▸ Passage provided
※ ※ ※
This is where the M1 and M4 paths split.

On M4 Calico, the obvious choice.

Calico is the straightforward, well-trodden answer on M4. Full iptables support, BGP routing, NetworkPolicy enforcement. It mirrors what most production EKS clusters use (modulo the AWS VPC CNI specifics).

# 🖥️ VM: cp01 (M4)
kubectl create -f https://raw.githubusercontent.com/projectcalico/calico/v3.28.0/manifests/tigera-operator.yaml
kubectl create -f https://raw.githubusercontent.com/projectcalico/calico/v3.28.0/manifests/custom-resources.yaml

# Verify:
kubectl get pods -n calico-system -w
kubectl get nodes -w

Nodes flip to Ready within 60–90 seconds of the Calico pods running. This is the path I expected to work everywhere.

On M1, Calico fails, and figuring out why takes a while!

Here’s what I saw on the M1 when I ran the exact Calico installation:

tigera-operator pod logs:
  dial tcp 10.96.0.1:443: connect: connection refused

kube-proxy pod events:
  open /proc/sys/net/netfilter/nf_conntrack_max: permission denied
  iptables: No chain/target/match by that name.
※ ※ ※
▸ Information shown

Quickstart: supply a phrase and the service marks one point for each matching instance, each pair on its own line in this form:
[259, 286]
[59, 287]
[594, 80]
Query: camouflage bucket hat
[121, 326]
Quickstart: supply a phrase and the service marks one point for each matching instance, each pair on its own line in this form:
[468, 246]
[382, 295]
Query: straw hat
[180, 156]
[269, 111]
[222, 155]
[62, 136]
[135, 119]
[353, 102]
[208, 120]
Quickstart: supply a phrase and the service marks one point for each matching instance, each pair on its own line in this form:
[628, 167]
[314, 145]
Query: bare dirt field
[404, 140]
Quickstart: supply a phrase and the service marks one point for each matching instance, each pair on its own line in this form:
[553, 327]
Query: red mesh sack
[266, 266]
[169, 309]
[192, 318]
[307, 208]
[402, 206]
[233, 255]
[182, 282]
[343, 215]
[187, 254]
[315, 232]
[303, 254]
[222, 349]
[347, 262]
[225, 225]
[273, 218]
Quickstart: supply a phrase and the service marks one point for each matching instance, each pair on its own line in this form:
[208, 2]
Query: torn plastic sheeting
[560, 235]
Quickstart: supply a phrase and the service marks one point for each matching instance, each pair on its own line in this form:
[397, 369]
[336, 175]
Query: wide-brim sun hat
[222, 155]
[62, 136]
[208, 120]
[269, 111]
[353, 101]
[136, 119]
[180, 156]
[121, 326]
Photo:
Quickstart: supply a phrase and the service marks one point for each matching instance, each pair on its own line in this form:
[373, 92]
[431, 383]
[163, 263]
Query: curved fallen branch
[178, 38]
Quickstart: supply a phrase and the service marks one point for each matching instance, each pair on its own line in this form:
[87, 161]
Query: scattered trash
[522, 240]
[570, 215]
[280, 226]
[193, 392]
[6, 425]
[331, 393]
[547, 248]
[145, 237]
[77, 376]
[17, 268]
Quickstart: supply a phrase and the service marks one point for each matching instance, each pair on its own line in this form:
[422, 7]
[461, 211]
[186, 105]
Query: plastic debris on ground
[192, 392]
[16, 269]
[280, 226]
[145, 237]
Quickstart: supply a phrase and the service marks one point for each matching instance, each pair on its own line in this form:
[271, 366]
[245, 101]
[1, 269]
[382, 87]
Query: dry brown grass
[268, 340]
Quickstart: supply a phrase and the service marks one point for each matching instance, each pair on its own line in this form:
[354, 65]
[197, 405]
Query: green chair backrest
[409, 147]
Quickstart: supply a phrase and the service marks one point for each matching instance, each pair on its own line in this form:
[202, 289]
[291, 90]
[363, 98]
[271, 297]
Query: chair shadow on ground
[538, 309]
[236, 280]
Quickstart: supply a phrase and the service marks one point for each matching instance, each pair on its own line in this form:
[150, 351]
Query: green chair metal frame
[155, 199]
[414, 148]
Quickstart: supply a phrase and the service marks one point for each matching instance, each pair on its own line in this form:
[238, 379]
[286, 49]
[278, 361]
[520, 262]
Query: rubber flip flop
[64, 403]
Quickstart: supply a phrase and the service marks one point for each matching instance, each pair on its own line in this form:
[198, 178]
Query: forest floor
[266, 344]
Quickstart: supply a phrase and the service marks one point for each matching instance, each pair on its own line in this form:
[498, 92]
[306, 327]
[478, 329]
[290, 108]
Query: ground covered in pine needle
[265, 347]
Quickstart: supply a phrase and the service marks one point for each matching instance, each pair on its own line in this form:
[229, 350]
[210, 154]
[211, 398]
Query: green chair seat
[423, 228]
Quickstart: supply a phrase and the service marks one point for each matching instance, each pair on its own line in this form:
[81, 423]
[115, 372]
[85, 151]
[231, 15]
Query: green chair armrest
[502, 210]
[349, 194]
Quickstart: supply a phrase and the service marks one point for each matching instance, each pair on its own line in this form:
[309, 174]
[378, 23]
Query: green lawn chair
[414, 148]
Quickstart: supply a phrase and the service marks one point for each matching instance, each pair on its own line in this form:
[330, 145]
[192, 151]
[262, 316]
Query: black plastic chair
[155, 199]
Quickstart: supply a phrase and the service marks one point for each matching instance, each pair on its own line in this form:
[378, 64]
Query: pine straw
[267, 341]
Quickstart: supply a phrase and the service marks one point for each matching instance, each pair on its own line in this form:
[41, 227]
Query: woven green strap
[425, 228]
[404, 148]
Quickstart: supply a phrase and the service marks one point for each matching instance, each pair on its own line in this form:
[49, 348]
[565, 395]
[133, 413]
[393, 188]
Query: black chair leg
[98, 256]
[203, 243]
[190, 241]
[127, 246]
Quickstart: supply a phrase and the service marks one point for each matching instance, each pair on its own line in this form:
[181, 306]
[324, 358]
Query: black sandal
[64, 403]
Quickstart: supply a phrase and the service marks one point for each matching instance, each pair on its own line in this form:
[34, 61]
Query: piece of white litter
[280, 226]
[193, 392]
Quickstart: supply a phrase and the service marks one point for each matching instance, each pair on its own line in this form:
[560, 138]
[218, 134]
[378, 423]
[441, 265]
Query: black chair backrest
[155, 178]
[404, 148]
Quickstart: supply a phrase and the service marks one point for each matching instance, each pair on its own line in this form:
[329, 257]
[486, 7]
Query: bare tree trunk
※ ※ ※
▸ Given task A
Answer these about the Calico setup notes:
(i) How soon after the Calico pods are running do the M4 nodes flip to Ready?
(ii) What error shows up in the tigera-operator pod logs on M1?
(iii) Which Calico version do the two manifest URLs point to?
▸ Given task B
Reproduce the section of the Calico setup notes starting with "This is where" and going on through "VM: cp01 (M4)", substituting "simple" for "straightforward".
▸ Given task C
Pick up the Calico setup notes after their last line and keep writing.

▸ Result A
(i) Within 60–90 seconds.
(ii) dial tcp 10.96.0.1:443: connect: connection refused
(iii) v3.28.0

▸ Result B
This is where the M1 and M4 paths split.

On M4 Calico, the obvious choice.

Calico is the simple, well-trodden answer on M4. Full iptables support, BGP routing, NetworkPolicy enforcement. It mirrors what most production EKS clusters use (modulo the AWS VPC CNI specifics).

# 🖥️ VM: cp01 (M4)

▸ Result C
node status:
  cp01       NotReady    control-plane
  worker01   NotReady    <none>
  worker02   NotReady    <none>

The kube-proxy line is the one that turned out to matter. Permission denied writing to /proc/sys/net/netfilter/nf_conntrack_max. That's a kernel-level write. Something about the container environment was preventing kube-proxy from touching netfilter state.

After enough digging through OrbStack’s docs and the LXC documentation, the pieces fell into place. OrbStack VMs are unprivileged LXC containers.

On M4, the LXC container’s capability set allows the netfilter and iptables NAT modifications that kube-proxy needs.

On M1, M2, and M3, that capability set is more restricted — kube-proxy can’t write the iptables KUBE-SERVICES chain.

The downstream failure chain:

1. kubeadm init completes. The API server is running and reachable via the node IP.
2. kube-proxy starts. It tries to write iptables NAT rules so that 10.96.0.1:443 (the Kubernetes API ClusterIP) is DNAT'd to the API server's real address.
3. The write fails. The KUBE-SERVICES chain never gets populated.
4. 10.96.0.1 is unreachable from inside the cluster.
5. Every CNI plugin that needs to call the Kubernetes API via the ClusterIP fails to initialise. Calico’s tigera-operator is one of them.
6. Nodes never go Ready.

So Calico isn’t the problem. kube-proxy is the problem. And kube-proxy is the problem because the container runtime isn’t giving it the capabilities it needs.

This is where Cilium comes in.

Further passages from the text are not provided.